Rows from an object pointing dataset
┏━━

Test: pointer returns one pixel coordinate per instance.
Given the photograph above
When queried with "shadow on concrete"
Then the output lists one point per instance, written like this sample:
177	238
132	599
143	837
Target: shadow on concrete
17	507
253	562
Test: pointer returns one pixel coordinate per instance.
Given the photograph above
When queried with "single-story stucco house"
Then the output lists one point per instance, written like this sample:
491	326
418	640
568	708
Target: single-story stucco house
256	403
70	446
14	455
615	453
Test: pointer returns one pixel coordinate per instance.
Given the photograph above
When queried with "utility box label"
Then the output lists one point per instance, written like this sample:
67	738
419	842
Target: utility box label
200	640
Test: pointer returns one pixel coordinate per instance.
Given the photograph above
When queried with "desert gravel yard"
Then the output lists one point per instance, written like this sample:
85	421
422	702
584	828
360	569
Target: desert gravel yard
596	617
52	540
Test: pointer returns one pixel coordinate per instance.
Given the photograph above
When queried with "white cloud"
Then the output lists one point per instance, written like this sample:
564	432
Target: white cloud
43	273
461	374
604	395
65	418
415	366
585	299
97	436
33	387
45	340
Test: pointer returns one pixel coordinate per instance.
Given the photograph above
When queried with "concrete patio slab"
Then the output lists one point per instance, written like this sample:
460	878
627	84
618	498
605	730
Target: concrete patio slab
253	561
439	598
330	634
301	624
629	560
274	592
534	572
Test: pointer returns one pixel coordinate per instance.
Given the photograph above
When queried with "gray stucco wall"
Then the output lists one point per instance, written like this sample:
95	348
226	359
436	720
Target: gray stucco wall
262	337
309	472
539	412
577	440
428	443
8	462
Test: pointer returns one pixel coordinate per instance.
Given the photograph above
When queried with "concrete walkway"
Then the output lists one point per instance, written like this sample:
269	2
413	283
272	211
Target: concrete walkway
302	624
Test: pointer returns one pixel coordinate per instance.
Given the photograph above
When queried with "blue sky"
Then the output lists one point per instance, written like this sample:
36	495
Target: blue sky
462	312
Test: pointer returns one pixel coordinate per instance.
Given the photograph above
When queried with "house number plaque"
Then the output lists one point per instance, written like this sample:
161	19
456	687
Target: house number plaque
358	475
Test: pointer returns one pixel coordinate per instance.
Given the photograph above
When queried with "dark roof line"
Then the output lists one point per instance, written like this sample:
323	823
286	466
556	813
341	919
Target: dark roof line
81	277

┗━━

• **Job**
Could you gather every line in the material above that contains the word "dark"? Treat case as significant.

• **Solution**
When queried with "dark roof line"
Target: dark roof line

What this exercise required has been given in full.